+++ RECORDS PROVIDED +++

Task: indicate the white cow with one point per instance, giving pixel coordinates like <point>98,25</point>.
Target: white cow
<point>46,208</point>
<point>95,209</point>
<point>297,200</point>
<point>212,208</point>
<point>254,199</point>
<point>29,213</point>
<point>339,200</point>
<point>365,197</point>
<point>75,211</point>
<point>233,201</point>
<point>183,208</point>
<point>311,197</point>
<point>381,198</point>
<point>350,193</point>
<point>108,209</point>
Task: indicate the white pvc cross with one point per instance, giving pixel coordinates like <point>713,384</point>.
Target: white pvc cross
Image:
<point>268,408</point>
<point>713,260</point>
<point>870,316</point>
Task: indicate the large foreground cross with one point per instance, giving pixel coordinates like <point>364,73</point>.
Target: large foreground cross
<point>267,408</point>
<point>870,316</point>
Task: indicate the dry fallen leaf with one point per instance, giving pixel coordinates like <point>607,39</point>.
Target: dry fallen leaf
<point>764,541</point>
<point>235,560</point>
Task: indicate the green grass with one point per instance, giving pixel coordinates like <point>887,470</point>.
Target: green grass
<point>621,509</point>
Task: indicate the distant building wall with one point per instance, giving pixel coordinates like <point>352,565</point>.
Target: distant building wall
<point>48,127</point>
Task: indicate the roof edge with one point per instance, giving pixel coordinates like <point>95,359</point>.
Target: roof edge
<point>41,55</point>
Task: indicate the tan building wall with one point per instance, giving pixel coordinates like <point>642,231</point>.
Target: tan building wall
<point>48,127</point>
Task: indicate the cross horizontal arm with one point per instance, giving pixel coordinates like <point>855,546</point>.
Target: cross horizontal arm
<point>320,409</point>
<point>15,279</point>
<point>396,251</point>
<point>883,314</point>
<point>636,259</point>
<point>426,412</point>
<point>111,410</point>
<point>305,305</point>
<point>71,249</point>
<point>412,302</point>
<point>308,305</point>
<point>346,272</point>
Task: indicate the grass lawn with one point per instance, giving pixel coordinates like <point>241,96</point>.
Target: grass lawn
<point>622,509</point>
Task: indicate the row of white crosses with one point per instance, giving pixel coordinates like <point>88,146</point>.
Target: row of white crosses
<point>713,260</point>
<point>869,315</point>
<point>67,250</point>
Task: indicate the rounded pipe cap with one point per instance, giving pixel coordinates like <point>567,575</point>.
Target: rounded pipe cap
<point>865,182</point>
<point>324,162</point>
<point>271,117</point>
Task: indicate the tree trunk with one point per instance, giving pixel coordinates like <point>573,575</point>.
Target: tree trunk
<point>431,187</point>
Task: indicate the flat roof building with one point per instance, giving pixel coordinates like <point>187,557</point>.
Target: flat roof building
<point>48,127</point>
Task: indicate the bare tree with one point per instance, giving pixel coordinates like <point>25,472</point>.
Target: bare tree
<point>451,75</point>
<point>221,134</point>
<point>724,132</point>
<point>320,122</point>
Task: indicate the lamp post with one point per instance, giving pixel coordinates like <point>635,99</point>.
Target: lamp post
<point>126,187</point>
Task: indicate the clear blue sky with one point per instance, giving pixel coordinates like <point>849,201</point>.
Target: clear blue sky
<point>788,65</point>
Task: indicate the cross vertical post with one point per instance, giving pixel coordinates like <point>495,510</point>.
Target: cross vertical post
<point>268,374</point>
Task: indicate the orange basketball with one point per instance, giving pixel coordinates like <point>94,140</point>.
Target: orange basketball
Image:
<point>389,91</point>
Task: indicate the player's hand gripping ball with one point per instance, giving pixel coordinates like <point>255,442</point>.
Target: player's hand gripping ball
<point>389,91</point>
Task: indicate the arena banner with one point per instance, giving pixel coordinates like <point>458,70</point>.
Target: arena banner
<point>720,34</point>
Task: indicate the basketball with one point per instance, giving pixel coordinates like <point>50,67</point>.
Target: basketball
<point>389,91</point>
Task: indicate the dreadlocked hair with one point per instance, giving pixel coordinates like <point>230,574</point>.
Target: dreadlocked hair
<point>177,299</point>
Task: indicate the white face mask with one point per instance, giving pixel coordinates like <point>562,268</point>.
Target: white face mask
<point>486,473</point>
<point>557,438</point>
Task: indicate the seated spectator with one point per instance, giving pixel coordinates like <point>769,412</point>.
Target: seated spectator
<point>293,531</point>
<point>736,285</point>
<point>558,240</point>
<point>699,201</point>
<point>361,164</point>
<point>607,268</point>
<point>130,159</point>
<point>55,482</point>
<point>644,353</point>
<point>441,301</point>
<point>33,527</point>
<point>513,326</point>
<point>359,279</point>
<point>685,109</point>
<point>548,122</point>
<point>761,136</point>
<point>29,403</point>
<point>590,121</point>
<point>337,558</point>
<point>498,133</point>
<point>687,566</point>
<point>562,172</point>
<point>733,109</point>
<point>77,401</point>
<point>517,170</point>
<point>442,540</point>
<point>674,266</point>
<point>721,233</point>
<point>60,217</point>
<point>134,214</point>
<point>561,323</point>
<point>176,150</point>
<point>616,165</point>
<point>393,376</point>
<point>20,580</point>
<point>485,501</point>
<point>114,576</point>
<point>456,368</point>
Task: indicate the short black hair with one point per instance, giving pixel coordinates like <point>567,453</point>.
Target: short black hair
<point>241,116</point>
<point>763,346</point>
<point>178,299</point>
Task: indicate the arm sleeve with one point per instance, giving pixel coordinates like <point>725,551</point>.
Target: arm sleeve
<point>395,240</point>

+++

### [REQUIRED TASK]
Please copy all of the material above, every line unchanged and in its original order.

### [TASK ANSWER]
Task: indicate the white cow with one point per instance, giving pixel coordinates like <point>98,25</point>.
Target: white cow
<point>46,208</point>
<point>95,209</point>
<point>297,200</point>
<point>212,208</point>
<point>254,199</point>
<point>29,213</point>
<point>339,200</point>
<point>365,197</point>
<point>75,211</point>
<point>233,201</point>
<point>183,208</point>
<point>311,197</point>
<point>381,198</point>
<point>350,193</point>
<point>108,209</point>
Task: indicate the white pvc cross with one point per instance, giving pixel coordinates like <point>713,384</point>.
Target: white pvc cross
Image:
<point>268,408</point>
<point>713,260</point>
<point>870,316</point>
Task: indicate the large foreground cross with one point per instance, giving pixel coordinates like <point>364,73</point>.
Target: large foreground cross
<point>267,408</point>
<point>870,316</point>
Task: indicate the dry fallen leaf with one point per instance, giving pixel coordinates like <point>607,39</point>.
Target: dry fallen leaf
<point>764,541</point>
<point>235,560</point>
Task: indicate the green grass with one point per instance, giving pixel coordinates like <point>887,470</point>.
Target: green grass
<point>621,509</point>
Task: indicate the distant building wall with one point per instance, giving pixel coordinates like <point>352,565</point>.
Target: distant building wall
<point>48,127</point>
Task: indicate the roof edge with one point per instance, giving pixel coordinates like <point>95,359</point>.
Target: roof edge
<point>41,55</point>
Task: indicate the tan building wall with one point per instance, giving pixel coordinates like <point>642,231</point>.
Target: tan building wall
<point>48,127</point>
Task: indicate the cross horizontal arm with one point per instance, giving pixel coordinates like <point>855,546</point>.
Target: cross horizontal arm
<point>320,409</point>
<point>15,279</point>
<point>396,251</point>
<point>883,314</point>
<point>636,259</point>
<point>426,412</point>
<point>111,410</point>
<point>305,305</point>
<point>71,249</point>
<point>412,302</point>
<point>308,305</point>
<point>346,272</point>
Task: indicate the grass lawn with one point per instance, giving pixel coordinates like <point>241,96</point>.
Target: grass lawn
<point>622,509</point>
Task: indicate the row of white crosses with one point per instance, giving pixel coordinates like <point>88,146</point>.
Target: row of white crosses
<point>713,260</point>
<point>869,315</point>
<point>67,250</point>
Task: indicate the rounded pipe cap with one point per instance, giving pixel coordinates like <point>567,575</point>.
Target: rounded pipe cap
<point>865,182</point>
<point>324,162</point>
<point>271,117</point>
Task: indicate the tree trunk with one point per instance, giving pixel coordinates like <point>573,575</point>.
Target: tree trunk
<point>431,187</point>
Task: indicate the flat roof building with one point per instance, giving pixel coordinates like <point>187,557</point>.
Target: flat roof building
<point>48,127</point>
Task: indicate the bare tree with one point per instance, giving pixel coordinates like <point>25,472</point>.
Target: bare tree
<point>451,75</point>
<point>221,134</point>
<point>724,132</point>
<point>320,122</point>
Task: indicate the lamp post with one point per instance, giving pixel coordinates like <point>635,99</point>.
Target: lamp post
<point>126,187</point>
Task: indicate the clear blue sky with one point per instance, giving pixel coordinates like <point>849,201</point>.
Target: clear blue sky
<point>788,65</point>
Task: indicate the cross vertical post with one point per instance, giving pixel coordinates like <point>495,510</point>.
Target: cross vertical post
<point>268,374</point>
Task: indicate the orange basketball with one point per instance, giving pixel coordinates like <point>94,140</point>.
Target: orange basketball
Image:
<point>389,91</point>
Task: indicate the player's hand gripping ball with one point per instance, giving pixel coordinates like <point>255,442</point>.
Target: player's hand gripping ball
<point>389,91</point>
Task: indicate the arena banner with one point per instance, giving pixel coordinates like <point>458,70</point>.
Target: arena banner
<point>720,34</point>
Task: indicate the basketball with one point per instance, giving pixel coordinates like <point>50,67</point>.
Target: basketball
<point>389,91</point>
Task: indicate the dreadlocked hair with one point per instance, giving pixel coordinates like <point>230,574</point>.
Target: dreadlocked hair
<point>177,299</point>
Task: indicate the white face mask with one point per instance, giving pixel coordinates like <point>562,268</point>.
Target: white face mask
<point>486,473</point>
<point>557,438</point>
Task: indicate the seated spectator with one point per instance, giving pixel coordinates like <point>769,412</point>.
Target: seated spectator
<point>293,531</point>
<point>736,285</point>
<point>558,240</point>
<point>699,201</point>
<point>361,164</point>
<point>607,268</point>
<point>130,159</point>
<point>55,482</point>
<point>644,353</point>
<point>441,301</point>
<point>33,527</point>
<point>513,326</point>
<point>359,279</point>
<point>685,109</point>
<point>548,122</point>
<point>761,136</point>
<point>29,403</point>
<point>590,121</point>
<point>337,558</point>
<point>498,133</point>
<point>687,566</point>
<point>562,172</point>
<point>733,109</point>
<point>77,401</point>
<point>517,170</point>
<point>442,540</point>
<point>674,266</point>
<point>721,233</point>
<point>60,217</point>
<point>134,214</point>
<point>561,323</point>
<point>176,150</point>
<point>616,165</point>
<point>393,376</point>
<point>20,580</point>
<point>485,501</point>
<point>114,576</point>
<point>456,368</point>
Task: indicate the short black hair with one point per instance, giving pixel coordinates like <point>567,453</point>.
Target: short black hair
<point>241,116</point>
<point>763,346</point>
<point>178,299</point>
Task: indicate the arm sleeve with one point per instance, giving pixel coordinates like <point>725,551</point>.
Target: arm sleeve
<point>395,240</point>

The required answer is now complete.